Aim of the exercise → Go through the data below and retype all of it exactly.

Record set →
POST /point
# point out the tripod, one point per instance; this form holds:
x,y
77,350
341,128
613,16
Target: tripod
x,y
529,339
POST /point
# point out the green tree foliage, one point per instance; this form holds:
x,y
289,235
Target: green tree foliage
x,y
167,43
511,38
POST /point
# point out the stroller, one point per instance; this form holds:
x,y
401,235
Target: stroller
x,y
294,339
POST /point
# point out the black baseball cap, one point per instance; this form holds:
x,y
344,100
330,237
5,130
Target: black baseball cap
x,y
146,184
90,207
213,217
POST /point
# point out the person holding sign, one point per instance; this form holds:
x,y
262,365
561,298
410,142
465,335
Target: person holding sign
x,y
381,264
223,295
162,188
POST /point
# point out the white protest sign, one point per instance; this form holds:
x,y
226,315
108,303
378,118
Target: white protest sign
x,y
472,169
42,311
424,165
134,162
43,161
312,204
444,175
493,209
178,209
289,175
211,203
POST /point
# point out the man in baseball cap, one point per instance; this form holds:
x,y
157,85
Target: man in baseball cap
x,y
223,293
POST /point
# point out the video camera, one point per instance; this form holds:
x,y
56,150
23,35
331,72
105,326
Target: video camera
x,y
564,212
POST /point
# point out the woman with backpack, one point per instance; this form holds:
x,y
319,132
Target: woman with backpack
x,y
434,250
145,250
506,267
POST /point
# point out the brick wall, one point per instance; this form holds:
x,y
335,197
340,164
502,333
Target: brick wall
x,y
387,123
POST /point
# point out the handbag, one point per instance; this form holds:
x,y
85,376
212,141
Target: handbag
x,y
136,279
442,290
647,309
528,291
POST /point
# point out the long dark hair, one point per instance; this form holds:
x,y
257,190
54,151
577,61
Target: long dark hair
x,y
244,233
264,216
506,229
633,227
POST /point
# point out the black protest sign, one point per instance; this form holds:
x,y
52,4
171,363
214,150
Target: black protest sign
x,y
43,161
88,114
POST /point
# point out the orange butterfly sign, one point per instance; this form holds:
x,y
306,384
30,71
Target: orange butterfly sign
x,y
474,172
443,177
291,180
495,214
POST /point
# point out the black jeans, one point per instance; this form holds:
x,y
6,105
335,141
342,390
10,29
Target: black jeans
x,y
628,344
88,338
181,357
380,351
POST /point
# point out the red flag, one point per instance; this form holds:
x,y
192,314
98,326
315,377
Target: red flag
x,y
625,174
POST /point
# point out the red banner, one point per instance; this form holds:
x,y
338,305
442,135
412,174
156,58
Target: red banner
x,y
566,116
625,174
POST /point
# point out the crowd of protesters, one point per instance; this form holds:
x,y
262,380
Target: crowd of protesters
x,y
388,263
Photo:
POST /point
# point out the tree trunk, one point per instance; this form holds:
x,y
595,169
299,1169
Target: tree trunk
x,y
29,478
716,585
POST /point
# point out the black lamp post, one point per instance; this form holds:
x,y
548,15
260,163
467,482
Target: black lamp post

Reply →
POST /point
# point out the tripod, one point per instance; this form holds:
x,y
77,350
341,128
613,16
Target: tripod
x,y
529,339
POST /point
# point out the green tree foliage, one point per instance; this form holds:
x,y
289,235
Target: green tree foliage
x,y
167,43
511,38
POST /point
# point out the stroller, one point per instance; this form holds:
x,y
401,235
Target: stroller
x,y
294,339
POST /point
# point out the black baseball cap, one point per instance; this form holds:
x,y
344,100
330,237
5,130
Target: black baseball cap
x,y
146,184
90,207
213,217
POST /point
# point out the person holding sign, one point per instance; this form holds:
x,y
262,365
561,298
410,142
465,335
Target: person holding sign
x,y
381,264
223,295
162,188
POST /point
# point out the white protest sign, one point per instance; this form holds:
x,y
226,315
108,303
378,118
Target: white protest sign
x,y
472,169
42,311
424,165
134,162
43,161
312,204
444,175
493,209
178,209
289,175
211,203
POST /point
# point out the man in baseball cap, one point per instance; this form holds:
x,y
157,85
Target: man in baseball cap
x,y
223,293
POST /point
# point out the video camera, one point per instance; this form holds:
x,y
56,150
23,35
331,72
105,326
Target: video camera
x,y
564,212
POST /point
# point out the woman with backpack, one point per instance; this form holds:
x,y
319,132
Target: woman with backpack
x,y
434,250
145,250
506,267
POST /point
# point out the brick wall, one point per instance; this form holds:
x,y
335,197
340,164
502,333
Target: brick wall
x,y
387,123
POST /point
# point out the handbag, one point per instance; this form holds:
x,y
85,376
212,141
Target: handbag
x,y
136,279
442,290
647,309
528,291
POST /point
# point out the long dark hair, one point per instance; this form holds:
x,y
257,190
54,151
577,61
Target: long dark hair
x,y
244,233
264,216
506,229
633,227
POST /point
# point out the black protest sign, one point per instance; this form holds:
x,y
52,4
171,363
214,150
Target: black protest sign
x,y
43,161
88,114
POST /point
# point out the orange butterfly sign, one point per instance; this form holds:
x,y
306,384
30,71
Target: orange butterfly sign
x,y
474,172
443,177
291,180
495,214
POST /point
# point out the black jeans, one point per instance; this form holds:
x,y
6,105
335,141
342,390
10,29
Target: black jeans
x,y
628,344
88,338
181,357
380,351
POST /point
# point out the red flag, one point per instance; this form holds:
x,y
192,314
98,326
315,377
Target: red flag
x,y
625,174
POST /point
# point out the red banner, one point per instance; this form holds:
x,y
338,305
442,135
412,174
156,58
Target: red banner
x,y
566,116
625,174
POST /point
# point out the crowd of protesters, one point per instance; this form holds:
x,y
262,380
Target: crowd of protesters
x,y
388,263
Photo:
POST /point
# point out the tree trunk, one point per instance; this form holds:
x,y
595,169
299,1169
Target: tree trunk
x,y
29,478
716,585
POST /point
# point out the black lamp post, one point per instance; this form holds:
x,y
548,15
260,163
467,482
Target: black lamp post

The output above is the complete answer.